>>>
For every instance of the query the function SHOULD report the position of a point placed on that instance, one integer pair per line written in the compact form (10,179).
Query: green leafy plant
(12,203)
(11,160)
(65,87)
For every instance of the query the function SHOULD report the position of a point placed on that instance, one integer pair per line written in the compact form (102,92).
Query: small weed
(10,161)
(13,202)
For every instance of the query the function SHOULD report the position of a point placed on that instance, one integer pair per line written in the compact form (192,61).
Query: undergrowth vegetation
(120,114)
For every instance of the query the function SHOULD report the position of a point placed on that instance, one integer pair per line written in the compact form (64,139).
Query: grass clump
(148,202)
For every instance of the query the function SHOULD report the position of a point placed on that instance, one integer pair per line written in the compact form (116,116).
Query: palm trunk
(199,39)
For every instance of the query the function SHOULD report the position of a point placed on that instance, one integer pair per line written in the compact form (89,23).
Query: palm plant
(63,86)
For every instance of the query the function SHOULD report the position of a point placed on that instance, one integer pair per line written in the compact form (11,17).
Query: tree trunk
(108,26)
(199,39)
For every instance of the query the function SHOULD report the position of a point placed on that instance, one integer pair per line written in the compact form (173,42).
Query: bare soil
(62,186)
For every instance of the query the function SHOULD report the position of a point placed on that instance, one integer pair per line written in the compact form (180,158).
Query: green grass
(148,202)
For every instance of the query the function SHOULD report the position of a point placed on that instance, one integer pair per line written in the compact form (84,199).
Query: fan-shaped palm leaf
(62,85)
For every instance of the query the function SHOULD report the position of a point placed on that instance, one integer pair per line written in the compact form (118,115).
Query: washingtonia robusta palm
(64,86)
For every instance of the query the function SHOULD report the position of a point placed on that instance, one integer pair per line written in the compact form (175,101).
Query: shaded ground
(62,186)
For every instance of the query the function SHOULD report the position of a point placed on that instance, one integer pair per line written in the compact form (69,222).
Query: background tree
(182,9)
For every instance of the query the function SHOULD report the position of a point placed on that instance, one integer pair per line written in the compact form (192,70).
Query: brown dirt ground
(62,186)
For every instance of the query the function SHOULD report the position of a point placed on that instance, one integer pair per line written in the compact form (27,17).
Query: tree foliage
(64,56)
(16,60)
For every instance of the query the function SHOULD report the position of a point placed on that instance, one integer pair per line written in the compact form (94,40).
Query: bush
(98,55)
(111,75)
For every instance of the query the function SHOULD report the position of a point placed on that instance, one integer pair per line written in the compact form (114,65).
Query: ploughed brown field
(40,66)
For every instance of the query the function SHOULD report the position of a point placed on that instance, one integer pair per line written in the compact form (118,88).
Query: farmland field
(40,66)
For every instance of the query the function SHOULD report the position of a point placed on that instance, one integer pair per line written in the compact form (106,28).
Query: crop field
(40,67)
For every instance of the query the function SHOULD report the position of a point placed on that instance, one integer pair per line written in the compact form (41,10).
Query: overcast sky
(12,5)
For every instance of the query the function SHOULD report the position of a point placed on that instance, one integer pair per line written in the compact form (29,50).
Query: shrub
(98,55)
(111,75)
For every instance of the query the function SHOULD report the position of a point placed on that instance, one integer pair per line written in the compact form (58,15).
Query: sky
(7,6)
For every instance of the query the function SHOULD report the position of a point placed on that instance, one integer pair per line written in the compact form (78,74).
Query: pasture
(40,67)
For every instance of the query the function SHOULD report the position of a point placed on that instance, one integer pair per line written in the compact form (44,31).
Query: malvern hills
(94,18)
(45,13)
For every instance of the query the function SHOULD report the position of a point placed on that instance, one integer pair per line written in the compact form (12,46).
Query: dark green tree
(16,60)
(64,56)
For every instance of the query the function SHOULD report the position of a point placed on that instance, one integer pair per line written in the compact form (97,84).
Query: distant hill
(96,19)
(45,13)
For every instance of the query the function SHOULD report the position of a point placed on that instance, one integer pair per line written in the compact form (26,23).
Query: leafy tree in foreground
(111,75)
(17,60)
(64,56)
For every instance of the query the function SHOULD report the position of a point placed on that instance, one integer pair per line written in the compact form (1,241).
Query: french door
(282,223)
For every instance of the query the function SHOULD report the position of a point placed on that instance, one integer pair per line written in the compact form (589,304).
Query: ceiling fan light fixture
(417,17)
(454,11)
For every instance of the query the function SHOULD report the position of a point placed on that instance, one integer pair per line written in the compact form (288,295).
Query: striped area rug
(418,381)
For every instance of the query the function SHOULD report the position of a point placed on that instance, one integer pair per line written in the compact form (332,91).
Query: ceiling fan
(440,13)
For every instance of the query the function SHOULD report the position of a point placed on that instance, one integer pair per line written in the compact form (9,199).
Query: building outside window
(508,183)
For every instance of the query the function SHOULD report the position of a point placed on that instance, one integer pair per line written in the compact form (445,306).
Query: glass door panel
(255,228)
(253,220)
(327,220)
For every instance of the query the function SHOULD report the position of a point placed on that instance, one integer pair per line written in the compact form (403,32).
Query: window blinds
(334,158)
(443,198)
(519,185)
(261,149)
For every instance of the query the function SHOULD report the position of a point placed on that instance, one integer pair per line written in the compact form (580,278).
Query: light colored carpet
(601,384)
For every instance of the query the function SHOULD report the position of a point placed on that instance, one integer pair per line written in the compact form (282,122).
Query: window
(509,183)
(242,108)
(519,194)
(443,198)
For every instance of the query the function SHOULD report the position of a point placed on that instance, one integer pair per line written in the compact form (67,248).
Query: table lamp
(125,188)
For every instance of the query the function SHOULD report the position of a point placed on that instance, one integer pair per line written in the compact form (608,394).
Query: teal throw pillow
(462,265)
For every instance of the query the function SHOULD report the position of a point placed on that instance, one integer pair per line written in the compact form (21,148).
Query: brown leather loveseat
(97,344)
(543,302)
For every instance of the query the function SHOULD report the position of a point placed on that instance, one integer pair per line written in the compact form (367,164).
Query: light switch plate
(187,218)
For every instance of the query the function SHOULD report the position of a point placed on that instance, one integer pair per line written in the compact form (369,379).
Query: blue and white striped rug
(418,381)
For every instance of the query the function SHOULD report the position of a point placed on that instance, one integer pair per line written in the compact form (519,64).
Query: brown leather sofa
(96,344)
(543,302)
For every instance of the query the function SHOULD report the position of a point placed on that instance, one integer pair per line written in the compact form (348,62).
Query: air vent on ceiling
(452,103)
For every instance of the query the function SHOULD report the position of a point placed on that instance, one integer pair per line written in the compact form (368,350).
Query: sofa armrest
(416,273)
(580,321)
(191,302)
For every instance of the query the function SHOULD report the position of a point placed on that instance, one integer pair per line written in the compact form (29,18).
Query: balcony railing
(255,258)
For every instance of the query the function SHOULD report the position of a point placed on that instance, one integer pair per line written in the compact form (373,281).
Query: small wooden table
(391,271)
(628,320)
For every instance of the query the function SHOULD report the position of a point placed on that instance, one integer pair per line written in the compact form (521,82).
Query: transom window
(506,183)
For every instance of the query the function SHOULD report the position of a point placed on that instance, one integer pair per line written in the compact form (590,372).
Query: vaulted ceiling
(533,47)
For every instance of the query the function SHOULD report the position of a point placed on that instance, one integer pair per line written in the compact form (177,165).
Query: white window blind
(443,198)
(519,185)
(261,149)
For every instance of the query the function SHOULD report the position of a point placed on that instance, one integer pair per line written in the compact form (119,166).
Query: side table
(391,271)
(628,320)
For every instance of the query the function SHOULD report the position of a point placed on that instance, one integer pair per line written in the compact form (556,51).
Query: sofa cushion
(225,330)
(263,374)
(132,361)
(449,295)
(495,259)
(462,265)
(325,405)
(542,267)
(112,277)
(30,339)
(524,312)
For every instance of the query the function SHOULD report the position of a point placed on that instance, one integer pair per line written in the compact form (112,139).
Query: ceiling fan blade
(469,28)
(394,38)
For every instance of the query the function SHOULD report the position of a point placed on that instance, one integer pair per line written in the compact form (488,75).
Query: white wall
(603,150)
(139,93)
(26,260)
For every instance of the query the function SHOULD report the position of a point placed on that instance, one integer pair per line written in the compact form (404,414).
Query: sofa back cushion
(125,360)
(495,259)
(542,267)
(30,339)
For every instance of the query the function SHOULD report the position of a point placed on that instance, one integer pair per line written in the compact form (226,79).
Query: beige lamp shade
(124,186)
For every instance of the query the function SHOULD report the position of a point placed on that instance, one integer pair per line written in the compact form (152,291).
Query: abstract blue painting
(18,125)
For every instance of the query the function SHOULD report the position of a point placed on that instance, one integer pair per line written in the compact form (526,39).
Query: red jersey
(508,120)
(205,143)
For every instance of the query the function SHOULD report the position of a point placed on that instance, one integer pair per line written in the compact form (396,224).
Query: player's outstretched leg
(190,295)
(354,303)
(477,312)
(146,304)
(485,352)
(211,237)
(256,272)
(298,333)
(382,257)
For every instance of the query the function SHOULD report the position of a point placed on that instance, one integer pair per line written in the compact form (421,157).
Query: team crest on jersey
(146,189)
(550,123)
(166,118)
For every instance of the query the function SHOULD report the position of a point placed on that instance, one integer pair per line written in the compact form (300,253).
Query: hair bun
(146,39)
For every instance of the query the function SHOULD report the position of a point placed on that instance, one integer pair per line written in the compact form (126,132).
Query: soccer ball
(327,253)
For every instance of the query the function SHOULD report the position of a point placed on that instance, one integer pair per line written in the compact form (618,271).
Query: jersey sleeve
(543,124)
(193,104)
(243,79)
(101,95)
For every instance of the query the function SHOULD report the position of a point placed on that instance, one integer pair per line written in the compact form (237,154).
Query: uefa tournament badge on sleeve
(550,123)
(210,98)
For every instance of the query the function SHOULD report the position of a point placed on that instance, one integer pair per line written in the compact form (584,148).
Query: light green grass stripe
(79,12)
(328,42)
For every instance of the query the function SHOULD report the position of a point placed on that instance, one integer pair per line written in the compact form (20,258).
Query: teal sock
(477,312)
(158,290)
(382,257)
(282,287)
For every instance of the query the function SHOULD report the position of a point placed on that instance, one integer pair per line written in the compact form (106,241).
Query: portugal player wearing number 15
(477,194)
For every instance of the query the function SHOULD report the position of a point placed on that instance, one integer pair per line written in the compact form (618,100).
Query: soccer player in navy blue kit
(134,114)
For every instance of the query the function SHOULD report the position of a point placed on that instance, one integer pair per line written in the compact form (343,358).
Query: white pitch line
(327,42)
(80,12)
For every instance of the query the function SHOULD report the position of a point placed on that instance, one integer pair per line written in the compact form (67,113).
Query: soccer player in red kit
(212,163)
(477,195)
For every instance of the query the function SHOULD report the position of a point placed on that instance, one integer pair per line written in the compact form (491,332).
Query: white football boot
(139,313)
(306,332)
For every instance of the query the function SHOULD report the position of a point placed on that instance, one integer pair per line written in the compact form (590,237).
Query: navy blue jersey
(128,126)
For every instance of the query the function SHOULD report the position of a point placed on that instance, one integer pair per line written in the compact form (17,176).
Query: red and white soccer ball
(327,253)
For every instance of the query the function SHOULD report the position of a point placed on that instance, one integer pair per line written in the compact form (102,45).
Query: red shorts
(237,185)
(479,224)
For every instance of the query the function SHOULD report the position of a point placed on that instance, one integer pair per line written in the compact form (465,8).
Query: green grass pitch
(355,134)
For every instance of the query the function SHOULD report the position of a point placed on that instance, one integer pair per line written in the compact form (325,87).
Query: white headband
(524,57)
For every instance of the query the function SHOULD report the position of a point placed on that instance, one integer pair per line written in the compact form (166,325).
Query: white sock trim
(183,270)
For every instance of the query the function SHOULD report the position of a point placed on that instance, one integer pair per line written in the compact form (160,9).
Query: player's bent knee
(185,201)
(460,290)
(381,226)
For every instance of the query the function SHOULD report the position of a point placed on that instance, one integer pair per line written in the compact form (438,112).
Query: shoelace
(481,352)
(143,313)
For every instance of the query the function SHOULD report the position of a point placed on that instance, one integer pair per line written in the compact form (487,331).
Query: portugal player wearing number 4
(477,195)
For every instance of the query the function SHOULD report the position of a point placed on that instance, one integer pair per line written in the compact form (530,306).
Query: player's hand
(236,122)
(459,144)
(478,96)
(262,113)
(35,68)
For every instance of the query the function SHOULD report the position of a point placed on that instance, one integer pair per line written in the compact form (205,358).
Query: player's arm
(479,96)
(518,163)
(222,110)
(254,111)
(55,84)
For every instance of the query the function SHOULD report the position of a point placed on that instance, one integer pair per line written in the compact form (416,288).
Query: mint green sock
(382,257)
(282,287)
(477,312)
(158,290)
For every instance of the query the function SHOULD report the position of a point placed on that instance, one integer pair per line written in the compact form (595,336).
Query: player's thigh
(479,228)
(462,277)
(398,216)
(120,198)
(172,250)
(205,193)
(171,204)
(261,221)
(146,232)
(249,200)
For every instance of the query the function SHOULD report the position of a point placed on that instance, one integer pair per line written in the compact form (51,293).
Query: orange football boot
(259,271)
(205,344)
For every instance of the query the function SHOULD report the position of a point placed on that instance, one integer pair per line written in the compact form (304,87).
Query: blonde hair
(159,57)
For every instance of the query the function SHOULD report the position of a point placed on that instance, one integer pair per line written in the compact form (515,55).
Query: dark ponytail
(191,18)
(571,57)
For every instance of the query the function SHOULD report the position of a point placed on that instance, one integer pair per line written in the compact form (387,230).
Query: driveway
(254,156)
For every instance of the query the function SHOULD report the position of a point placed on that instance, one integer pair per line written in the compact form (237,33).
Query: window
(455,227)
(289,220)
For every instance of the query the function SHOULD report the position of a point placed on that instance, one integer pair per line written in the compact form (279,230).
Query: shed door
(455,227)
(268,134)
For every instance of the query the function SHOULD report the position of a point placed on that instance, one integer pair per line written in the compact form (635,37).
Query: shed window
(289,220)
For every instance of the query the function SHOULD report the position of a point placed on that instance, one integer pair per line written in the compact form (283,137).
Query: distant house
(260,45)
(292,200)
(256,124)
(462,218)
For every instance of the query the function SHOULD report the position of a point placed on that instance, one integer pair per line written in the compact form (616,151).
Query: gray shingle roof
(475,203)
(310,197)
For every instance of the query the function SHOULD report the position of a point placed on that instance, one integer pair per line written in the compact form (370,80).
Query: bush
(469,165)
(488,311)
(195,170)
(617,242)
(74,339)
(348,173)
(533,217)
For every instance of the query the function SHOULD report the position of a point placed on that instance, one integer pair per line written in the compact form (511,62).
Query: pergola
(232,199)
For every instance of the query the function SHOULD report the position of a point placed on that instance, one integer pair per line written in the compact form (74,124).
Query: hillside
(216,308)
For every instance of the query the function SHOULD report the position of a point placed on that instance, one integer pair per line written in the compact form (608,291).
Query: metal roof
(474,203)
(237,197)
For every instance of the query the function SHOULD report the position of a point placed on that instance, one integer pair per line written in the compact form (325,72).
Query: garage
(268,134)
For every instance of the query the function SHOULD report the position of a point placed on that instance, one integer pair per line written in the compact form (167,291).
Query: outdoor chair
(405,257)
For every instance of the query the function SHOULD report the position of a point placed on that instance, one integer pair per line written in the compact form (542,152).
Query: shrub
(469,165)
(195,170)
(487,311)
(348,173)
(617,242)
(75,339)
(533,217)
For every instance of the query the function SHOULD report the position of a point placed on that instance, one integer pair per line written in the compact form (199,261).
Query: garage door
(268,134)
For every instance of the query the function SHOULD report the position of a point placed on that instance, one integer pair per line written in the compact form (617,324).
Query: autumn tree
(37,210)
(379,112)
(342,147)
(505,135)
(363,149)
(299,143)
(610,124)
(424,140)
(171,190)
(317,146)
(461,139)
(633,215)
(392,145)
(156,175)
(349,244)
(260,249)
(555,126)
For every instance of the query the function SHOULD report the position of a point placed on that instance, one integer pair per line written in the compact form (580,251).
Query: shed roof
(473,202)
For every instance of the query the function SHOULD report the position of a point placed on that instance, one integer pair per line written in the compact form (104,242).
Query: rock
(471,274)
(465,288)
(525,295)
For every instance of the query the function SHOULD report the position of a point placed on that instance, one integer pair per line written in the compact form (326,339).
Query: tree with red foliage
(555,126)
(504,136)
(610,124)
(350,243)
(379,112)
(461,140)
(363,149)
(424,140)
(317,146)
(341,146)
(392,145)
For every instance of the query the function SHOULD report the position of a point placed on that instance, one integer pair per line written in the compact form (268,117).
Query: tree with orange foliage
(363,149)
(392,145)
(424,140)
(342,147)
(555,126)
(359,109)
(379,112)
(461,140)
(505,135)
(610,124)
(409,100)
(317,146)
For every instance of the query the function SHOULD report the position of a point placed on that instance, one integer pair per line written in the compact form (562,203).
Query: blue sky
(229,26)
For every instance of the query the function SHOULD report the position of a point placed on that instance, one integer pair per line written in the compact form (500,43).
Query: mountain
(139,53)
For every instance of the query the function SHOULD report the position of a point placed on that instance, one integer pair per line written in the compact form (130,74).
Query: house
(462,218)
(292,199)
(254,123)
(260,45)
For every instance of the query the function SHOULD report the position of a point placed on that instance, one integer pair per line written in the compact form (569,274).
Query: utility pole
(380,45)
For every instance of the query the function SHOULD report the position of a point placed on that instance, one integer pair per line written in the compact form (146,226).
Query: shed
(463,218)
<<<
When you reach the line holding "compact form (325,72)." in the records above, begin reproducing exactly, stop after the line holding "compact form (326,339).", and output nothing else.

For every instance of the query the function SHOULD report the position of a point placed on that instance, one integer pair per line written in the compact form (325,72).
Query: garage
(268,134)
For every instance of the query the function SHOULD report the position of a point placed on that instance, one integer pair per line written in the compact form (167,291).
Query: outdoor chair
(405,257)
For every instance of the query the function SHOULD report the position of a point placed on that instance, one integer pair per line written in the compact form (542,152).
Query: shrub
(469,165)
(195,170)
(487,311)
(348,173)
(617,242)
(75,339)
(533,217)
For every instance of the query the function SHOULD report the position of a point placed on that instance, one integer pair per line written in the compact form (199,261).
Query: garage door
(268,134)
For every instance of the query the function SHOULD report the position of a point placed on that instance, one integer pair per line written in the compact form (617,324).
Query: autumn tree
(37,210)
(379,112)
(342,147)
(505,135)
(363,149)
(299,143)
(610,124)
(424,140)
(171,190)
(317,146)
(461,139)
(633,215)
(392,145)
(156,175)
(349,244)
(260,249)
(555,126)
For every instance of the query the function SHOULD report the position of a point placed on that instance, one integer pair per line written in the compact form (580,251).
Query: shed roof
(473,202)
For every instance of the query the function SHOULD report the position of a point placed on that instance, one integer pair per line written in the compact form (104,242).
Query: rock
(471,274)
(465,288)
(525,295)
For every instance of the query the function SHOULD report the position of a point placed on that instance, one integer pair per line written in the compact form (326,339).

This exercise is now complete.